Petunjuk Pengerjaan |
Lanjutkan artikel tentang zakat fitri dan sharing economy di bawah, mulai tepat setelah kalimat terakhirnya.

Kutipan Sumber |
# # # # # # #

Sharing Economy

Oleh: Joko Intarto*

eQuator.co.id – Artikel zakat fitri yang saya tulis pekan lalu mendapat tanggapan luas. Semua setuju. Semua sepakat dengan gagasan membeli beras petani dalam negeri untuk menunaikan zakat fitri.

Pernahkah kita membayangkan, bagaimana besarnya dampak ekonomi zakat fitri yang ditunaikan dalam bentuk bahan makanan pokok? Katakanlah berwujud beras.

Untuk memenuhi kebutuhan zakat fitri 200 juta umat Islam, petani harus menyediakan beras sebanyak 500.000 ton. Beras sebanyak itu bisa dihasilkan dari 100 ribu hektar sawah.

Kalau setiap petani memiliki 2 hektar, zakat fitri menggerakkan ekonomi 50 ribu kepala keluarga petani. Andaikata setiap 2 hektar sawah dikerjakan 5 orang, zakat fitri memberi pekerjaan kepada 250 ribu orang buruh tani.

Bila semua orang yang terlibat dalam penyediaan beras memiliki 5 orang tanggungan keluarga, zakat fitri menghidupi 1,5 juta orang. Luar biasa. Itu baru jumlah penyedianya. Belum jumlah penerimanya.

Menurut data, jumlah penduduk miskin sekitar 30 juta orang. Dari jumlah tersebut, sebanyak 5 juta diantaranya diperkirakan berstatus sangat-sangat miskin. Mereka tidak mungkin lagi ditingkatkan taraf ekonominya. Mereka adalah orang-orang yang sudah lanjut usia, tidak memiliki anak atau saudara, dan hidup sebatang kara.

Bila dikumpulkan, zakat fitri dari 200 juta kaum muslimin Indonesia akan menghasilkan beras sebanyak 500.000 ton. Kalau beras itu disalurkan kepada 30 juta penduduk miskin, setiap orang akan memperoleh 16,6 Kilogram.

Begitulah mata rantai ekonomi. Dari zakat fitri, yang hanya setahun sekali, begitu banyak yang kebagian rezeki. Tapi manfaat besar itu tidak akan dirasakan para petani di dalam negeri, kalau zakat fitri menggunakan beras impor dari luar negeri.

Petani domestik hanya bisa gigit jari. Sementara petani asing yang ‘ketawa-ketiwi’.

Tanpa disadari, zakat fitri ternyata telah menciptakan mekanisme ekonomi yang unik. Kewajiban berzakat fitri dengan bahan makanan pokok –bukan uang– menghasilkan multiple effect yang besar sekali. Zakat fitri telah menciptakan mekanisme dalam sharing economy.

# # # # # # #

Butir Tersimpan:
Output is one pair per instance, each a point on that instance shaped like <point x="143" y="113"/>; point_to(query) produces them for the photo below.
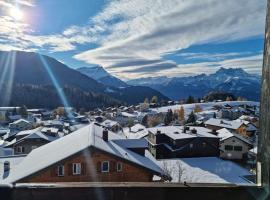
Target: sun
<point x="16" y="13"/>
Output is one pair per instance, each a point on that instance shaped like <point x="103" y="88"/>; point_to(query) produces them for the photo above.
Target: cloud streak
<point x="148" y="30"/>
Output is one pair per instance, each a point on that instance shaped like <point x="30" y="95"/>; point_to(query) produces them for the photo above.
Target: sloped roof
<point x="90" y="135"/>
<point x="137" y="127"/>
<point x="176" y="132"/>
<point x="224" y="123"/>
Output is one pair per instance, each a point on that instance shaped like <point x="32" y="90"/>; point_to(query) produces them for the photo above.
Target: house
<point x="86" y="155"/>
<point x="112" y="125"/>
<point x="178" y="142"/>
<point x="26" y="142"/>
<point x="7" y="163"/>
<point x="233" y="126"/>
<point x="205" y="170"/>
<point x="232" y="145"/>
<point x="230" y="114"/>
<point x="20" y="125"/>
<point x="123" y="118"/>
<point x="135" y="132"/>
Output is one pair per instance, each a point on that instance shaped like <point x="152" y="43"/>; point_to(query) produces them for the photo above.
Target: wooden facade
<point x="91" y="160"/>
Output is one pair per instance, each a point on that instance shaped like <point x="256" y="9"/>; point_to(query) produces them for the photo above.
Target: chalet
<point x="178" y="142"/>
<point x="24" y="145"/>
<point x="86" y="155"/>
<point x="233" y="126"/>
<point x="112" y="125"/>
<point x="230" y="114"/>
<point x="136" y="132"/>
<point x="233" y="146"/>
<point x="20" y="125"/>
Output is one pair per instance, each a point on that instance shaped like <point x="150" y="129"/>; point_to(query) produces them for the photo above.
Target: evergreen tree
<point x="146" y="100"/>
<point x="197" y="109"/>
<point x="145" y="120"/>
<point x="181" y="114"/>
<point x="168" y="117"/>
<point x="190" y="99"/>
<point x="154" y="99"/>
<point x="23" y="111"/>
<point x="191" y="118"/>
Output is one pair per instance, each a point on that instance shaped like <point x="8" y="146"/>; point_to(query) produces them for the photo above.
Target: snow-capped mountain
<point x="101" y="75"/>
<point x="233" y="80"/>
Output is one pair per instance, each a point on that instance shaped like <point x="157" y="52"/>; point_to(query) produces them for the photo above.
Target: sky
<point x="139" y="38"/>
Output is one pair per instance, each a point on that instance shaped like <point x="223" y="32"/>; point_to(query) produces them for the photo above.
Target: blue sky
<point x="138" y="38"/>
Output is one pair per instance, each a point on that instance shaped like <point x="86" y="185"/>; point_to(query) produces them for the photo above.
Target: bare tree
<point x="180" y="170"/>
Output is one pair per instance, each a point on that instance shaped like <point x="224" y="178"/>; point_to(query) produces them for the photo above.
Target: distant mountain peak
<point x="231" y="71"/>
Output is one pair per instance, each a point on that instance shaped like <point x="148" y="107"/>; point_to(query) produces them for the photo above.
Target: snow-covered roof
<point x="109" y="123"/>
<point x="13" y="161"/>
<point x="37" y="134"/>
<point x="176" y="132"/>
<point x="51" y="129"/>
<point x="205" y="106"/>
<point x="224" y="123"/>
<point x="126" y="114"/>
<point x="137" y="127"/>
<point x="28" y="132"/>
<point x="20" y="120"/>
<point x="90" y="135"/>
<point x="138" y="135"/>
<point x="254" y="150"/>
<point x="132" y="143"/>
<point x="225" y="134"/>
<point x="205" y="170"/>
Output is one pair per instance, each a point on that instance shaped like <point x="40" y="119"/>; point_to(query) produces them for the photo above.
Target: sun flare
<point x="16" y="13"/>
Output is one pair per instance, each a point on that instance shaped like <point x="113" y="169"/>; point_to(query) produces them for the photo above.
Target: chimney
<point x="194" y="131"/>
<point x="105" y="135"/>
<point x="6" y="166"/>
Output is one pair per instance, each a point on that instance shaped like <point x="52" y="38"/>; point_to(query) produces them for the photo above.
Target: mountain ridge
<point x="233" y="80"/>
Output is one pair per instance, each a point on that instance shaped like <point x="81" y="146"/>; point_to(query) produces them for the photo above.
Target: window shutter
<point x="83" y="168"/>
<point x="98" y="166"/>
<point x="113" y="166"/>
<point x="70" y="169"/>
<point x="54" y="171"/>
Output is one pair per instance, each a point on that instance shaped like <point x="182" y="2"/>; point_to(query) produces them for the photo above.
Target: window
<point x="76" y="168"/>
<point x="229" y="147"/>
<point x="105" y="166"/>
<point x="204" y="144"/>
<point x="119" y="167"/>
<point x="20" y="149"/>
<point x="34" y="147"/>
<point x="60" y="170"/>
<point x="238" y="148"/>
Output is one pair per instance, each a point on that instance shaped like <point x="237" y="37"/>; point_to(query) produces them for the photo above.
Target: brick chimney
<point x="105" y="135"/>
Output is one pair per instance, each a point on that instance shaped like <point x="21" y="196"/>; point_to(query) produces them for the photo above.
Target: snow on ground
<point x="205" y="106"/>
<point x="204" y="170"/>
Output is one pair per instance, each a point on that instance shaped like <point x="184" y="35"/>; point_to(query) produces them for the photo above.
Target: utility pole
<point x="263" y="164"/>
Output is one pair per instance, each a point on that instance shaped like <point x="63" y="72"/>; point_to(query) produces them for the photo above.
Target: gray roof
<point x="224" y="123"/>
<point x="88" y="136"/>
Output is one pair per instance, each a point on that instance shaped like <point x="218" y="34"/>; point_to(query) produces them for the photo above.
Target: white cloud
<point x="147" y="30"/>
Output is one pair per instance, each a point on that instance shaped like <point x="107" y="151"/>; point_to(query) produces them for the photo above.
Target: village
<point x="179" y="142"/>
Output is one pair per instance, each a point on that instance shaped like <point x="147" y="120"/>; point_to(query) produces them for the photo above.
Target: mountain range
<point x="101" y="75"/>
<point x="36" y="80"/>
<point x="233" y="80"/>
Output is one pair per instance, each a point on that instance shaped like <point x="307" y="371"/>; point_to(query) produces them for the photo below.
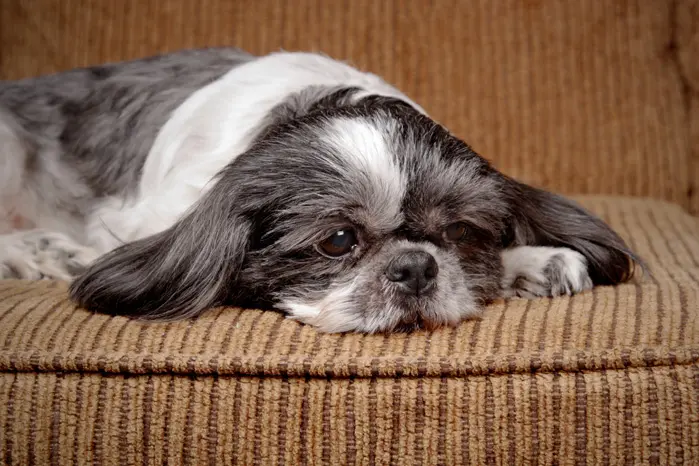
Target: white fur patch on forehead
<point x="367" y="149"/>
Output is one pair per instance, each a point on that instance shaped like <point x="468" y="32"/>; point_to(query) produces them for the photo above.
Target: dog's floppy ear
<point x="540" y="218"/>
<point x="177" y="273"/>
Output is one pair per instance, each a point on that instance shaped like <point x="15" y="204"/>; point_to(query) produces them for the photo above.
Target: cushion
<point x="549" y="90"/>
<point x="607" y="375"/>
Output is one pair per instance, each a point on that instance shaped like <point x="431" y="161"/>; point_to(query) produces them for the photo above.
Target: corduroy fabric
<point x="578" y="96"/>
<point x="609" y="376"/>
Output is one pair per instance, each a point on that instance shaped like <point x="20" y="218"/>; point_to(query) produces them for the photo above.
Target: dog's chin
<point x="342" y="311"/>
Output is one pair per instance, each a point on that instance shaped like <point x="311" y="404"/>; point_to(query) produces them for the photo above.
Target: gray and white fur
<point x="168" y="185"/>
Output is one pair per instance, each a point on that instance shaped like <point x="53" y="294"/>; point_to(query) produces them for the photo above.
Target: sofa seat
<point x="604" y="377"/>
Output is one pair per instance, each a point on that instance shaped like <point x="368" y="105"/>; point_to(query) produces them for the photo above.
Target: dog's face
<point x="370" y="217"/>
<point x="352" y="215"/>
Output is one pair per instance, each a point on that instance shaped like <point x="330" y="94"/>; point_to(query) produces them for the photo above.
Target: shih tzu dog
<point x="168" y="185"/>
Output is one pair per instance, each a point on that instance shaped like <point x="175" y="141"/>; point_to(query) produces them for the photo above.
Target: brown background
<point x="576" y="96"/>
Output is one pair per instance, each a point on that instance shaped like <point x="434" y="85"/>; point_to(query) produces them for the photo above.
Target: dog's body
<point x="289" y="181"/>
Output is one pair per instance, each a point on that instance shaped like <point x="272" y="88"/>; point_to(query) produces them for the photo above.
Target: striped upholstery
<point x="579" y="97"/>
<point x="549" y="90"/>
<point x="606" y="377"/>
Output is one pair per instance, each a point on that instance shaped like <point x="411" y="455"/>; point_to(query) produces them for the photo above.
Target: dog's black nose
<point x="415" y="271"/>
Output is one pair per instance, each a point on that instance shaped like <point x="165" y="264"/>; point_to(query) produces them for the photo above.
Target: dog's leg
<point x="531" y="271"/>
<point x="40" y="254"/>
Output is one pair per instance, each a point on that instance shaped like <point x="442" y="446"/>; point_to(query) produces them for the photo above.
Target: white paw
<point x="532" y="271"/>
<point x="38" y="254"/>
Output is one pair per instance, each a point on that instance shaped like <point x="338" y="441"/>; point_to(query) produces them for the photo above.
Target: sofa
<point x="595" y="100"/>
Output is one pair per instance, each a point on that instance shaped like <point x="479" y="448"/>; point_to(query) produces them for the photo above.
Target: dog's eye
<point x="455" y="231"/>
<point x="339" y="244"/>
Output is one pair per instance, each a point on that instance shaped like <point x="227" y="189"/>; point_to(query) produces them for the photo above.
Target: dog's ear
<point x="540" y="218"/>
<point x="175" y="274"/>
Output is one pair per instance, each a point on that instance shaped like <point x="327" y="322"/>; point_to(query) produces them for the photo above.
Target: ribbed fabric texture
<point x="579" y="96"/>
<point x="609" y="376"/>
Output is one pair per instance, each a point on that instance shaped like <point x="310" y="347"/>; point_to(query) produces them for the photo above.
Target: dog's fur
<point x="172" y="184"/>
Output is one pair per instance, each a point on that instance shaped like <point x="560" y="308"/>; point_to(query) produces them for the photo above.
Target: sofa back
<point x="577" y="97"/>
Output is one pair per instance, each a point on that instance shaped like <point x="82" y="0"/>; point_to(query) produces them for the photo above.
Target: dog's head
<point x="349" y="213"/>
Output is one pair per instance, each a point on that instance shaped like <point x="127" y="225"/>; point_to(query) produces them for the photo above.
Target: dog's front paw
<point x="532" y="271"/>
<point x="37" y="254"/>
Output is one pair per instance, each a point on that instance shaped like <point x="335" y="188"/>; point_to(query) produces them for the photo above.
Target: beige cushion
<point x="607" y="375"/>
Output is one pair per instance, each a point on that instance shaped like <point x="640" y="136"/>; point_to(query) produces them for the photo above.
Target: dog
<point x="164" y="186"/>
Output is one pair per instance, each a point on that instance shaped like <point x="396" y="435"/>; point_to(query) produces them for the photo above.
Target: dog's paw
<point x="38" y="254"/>
<point x="533" y="271"/>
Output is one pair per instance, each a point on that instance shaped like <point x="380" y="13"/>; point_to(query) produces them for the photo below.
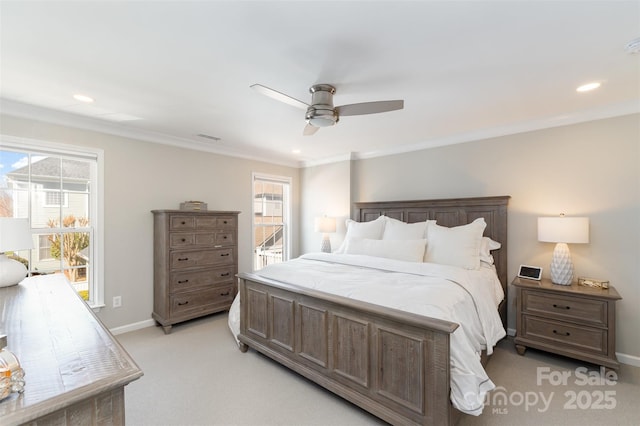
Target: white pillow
<point x="457" y="246"/>
<point x="407" y="250"/>
<point x="486" y="246"/>
<point x="395" y="229"/>
<point x="359" y="230"/>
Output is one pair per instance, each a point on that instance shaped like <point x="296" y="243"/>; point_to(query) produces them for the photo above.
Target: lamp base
<point x="11" y="271"/>
<point x="326" y="244"/>
<point x="561" y="265"/>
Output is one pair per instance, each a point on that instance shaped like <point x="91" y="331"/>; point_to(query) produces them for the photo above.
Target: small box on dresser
<point x="572" y="320"/>
<point x="195" y="264"/>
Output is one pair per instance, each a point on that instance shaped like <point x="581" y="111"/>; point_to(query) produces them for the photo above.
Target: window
<point x="271" y="216"/>
<point x="57" y="188"/>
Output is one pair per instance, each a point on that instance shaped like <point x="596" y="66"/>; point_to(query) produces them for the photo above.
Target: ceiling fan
<point x="321" y="112"/>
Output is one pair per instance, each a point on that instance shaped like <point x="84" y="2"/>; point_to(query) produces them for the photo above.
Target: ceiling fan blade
<point x="309" y="130"/>
<point x="279" y="96"/>
<point x="369" y="107"/>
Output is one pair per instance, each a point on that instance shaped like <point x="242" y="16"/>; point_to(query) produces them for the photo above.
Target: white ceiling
<point x="466" y="70"/>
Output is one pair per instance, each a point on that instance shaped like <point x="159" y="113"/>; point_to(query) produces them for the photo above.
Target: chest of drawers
<point x="195" y="264"/>
<point x="574" y="321"/>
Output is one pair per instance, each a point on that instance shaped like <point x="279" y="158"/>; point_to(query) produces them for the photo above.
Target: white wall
<point x="590" y="169"/>
<point x="140" y="177"/>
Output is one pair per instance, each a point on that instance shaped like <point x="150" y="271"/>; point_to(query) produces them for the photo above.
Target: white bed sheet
<point x="466" y="297"/>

# # # # # # #

Hasilnya |
Pertanyaan selanjutnya, apakah menunaikan zakat fitri harus dengan beras? Apa tidak bisa dengan uang yang lebih praktis? Atau pakai e-money. Tanpa uang fisik. Bisa ditransfer pakai aplikasi m-banking atau e-bangking. Terutama bagi yang tinggal di kota dan di mancanegara?

Dari berbagai referensi, mayoritas ulama berpendapat zakat fitri tidak ditunaikan dengan uang. Solusinya: amil zakat yang menerima zakat fitri dalam bentuk uang agar mengonversi uang tersebut menjadi beras atau bahan makanan pokok lainnya sebelum diserahkan kepada mustahik.

Dengan solusi itu, semua orang memiliki kemudahan dalam berzakat fitri. Silakan tunaikan zakat fitri melalui lembaga amil zakat yang Anda sukai melalui ATM, m-banking, e-banking, aplikasi market place, dan online shop.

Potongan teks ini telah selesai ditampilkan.